**Image-grounded pointing data:**
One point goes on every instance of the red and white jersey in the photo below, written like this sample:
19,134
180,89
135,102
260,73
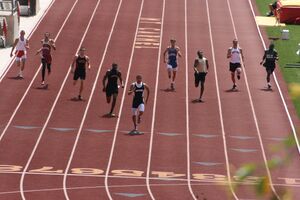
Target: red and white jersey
235,55
21,45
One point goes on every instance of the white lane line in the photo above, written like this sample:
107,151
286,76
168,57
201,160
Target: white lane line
155,102
253,109
90,100
220,104
187,104
277,84
52,109
30,85
29,36
121,106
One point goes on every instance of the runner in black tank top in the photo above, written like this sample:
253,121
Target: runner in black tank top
269,59
79,65
46,58
111,89
138,104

**WHAT IS EXPECTED:** Could you transcribe all of the data exactly and omit the pictures?

**RESPONSE AREA:**
One point goes on every instance of the red and white jersey in the photo below, written like this sample:
19,134
180,89
135,102
260,73
Target: red and white jersey
235,55
21,45
One point goes on every instance of the white lane line in the photo above, written like this sample:
107,151
286,76
168,57
201,160
Target: white lane line
155,102
253,109
90,100
220,104
187,104
277,84
52,109
30,85
29,36
121,106
One point goes on every instance of the runner in black tank top in the photo above, written like this sample:
253,121
Target: runner in black tank top
269,59
79,65
46,58
111,89
138,104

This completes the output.